Document passage.
Why do sons write books about their fathers? Perhaps it’s because they feel a need to figure out the guy who sired their existence. If they’re like Marvin Olasky, the eminent public intellectual who edits World magazine, the act of writing promises to make someone distant and mysterious “come alive.” Maybe writing is also a way to give — or accept — forgiveness for conflicts that long have gone unresolved.
In Lament for a Father (P&R Publishing, 2021), Olasky departs from his usual principled detachment and public policy style. Instead, he expresses the grief that he experienced growing up (and expects that others have done, also) with a father who was cold and unresponsive. Even in adulthood, when his father was dying of cancer, Olasky reports that he could not get far into a father/son discussion. He now wishes he had tried harder, and urges other adult children, “Don’t take no for a final answer.”

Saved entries
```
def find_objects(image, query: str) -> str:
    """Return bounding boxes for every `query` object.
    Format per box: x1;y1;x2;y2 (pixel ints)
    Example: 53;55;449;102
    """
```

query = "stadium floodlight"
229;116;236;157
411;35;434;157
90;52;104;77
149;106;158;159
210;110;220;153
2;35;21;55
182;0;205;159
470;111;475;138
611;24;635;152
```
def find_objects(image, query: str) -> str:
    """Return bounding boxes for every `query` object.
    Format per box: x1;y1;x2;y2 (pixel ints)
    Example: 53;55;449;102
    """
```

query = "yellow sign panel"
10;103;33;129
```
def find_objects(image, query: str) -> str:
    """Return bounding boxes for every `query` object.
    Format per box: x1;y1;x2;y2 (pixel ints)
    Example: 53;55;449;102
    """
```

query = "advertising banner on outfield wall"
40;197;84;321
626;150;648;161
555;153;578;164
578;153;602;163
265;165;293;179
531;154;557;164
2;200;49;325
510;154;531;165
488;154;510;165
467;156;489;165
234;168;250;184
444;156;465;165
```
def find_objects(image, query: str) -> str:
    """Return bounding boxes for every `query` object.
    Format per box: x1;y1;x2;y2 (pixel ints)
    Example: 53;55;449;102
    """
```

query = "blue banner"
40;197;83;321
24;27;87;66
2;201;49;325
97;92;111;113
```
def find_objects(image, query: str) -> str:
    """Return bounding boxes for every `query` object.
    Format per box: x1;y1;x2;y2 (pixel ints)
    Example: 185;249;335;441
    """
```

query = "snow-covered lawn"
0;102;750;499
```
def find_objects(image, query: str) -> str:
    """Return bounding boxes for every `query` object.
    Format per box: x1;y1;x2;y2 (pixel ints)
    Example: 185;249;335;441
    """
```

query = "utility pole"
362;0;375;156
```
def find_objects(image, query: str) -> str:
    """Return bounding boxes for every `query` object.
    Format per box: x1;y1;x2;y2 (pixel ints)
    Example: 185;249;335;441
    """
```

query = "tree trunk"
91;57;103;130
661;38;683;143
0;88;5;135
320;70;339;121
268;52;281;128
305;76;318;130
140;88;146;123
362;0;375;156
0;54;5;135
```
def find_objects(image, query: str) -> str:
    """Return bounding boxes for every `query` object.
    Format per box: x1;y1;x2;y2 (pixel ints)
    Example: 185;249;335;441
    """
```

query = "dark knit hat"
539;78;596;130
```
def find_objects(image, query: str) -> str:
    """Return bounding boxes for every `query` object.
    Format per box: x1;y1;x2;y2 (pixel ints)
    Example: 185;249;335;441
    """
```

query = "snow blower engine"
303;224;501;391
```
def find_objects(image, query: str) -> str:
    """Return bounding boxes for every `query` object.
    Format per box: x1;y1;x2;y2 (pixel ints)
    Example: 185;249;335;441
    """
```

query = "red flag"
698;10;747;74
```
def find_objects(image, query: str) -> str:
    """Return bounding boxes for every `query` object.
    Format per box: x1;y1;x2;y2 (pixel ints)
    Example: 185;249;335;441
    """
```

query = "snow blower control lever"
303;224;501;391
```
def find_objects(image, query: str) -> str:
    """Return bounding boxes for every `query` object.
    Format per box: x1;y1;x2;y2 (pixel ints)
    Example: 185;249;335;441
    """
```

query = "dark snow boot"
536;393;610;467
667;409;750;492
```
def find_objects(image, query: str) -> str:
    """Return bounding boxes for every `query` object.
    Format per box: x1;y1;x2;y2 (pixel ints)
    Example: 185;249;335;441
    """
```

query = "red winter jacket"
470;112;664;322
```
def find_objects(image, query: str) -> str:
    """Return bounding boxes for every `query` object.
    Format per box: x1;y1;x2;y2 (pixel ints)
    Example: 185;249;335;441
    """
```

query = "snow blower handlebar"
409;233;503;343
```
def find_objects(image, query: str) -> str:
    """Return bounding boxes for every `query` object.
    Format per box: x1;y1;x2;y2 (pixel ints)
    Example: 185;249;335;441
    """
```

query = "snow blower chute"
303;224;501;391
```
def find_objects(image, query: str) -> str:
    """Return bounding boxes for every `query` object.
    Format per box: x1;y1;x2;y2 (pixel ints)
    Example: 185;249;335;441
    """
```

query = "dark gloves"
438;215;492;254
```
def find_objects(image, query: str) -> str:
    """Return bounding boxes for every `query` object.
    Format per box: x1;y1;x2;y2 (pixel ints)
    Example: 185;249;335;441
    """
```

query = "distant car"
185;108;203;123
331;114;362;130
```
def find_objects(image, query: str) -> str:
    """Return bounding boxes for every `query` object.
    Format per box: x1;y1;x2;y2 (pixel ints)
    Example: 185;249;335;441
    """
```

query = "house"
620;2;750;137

Problem set.
a - Answer these questions from the passage about Lament for a Father:
(i) Which magazine does Marvin Olasky edit?
(ii) Which company published Lament for a Father, and in what year?
(iii) What illness was Olasky's father dying of?
b - Translate this sentence from the passage about Lament for a Father into Spanish: "He now wishes he had tried harder, and urges other adult children, “Don’t take no for a final answer.”"
The saved entries play no part in this work.

Task-by-task answers.
a -
(i) World magazine
(ii) P&R Publishing, 2021
(iii) Cancer

b - Ahora desearía haberse esforzado más, e insta a otros hijos adultos: «No acepten un no como respuesta definitiva».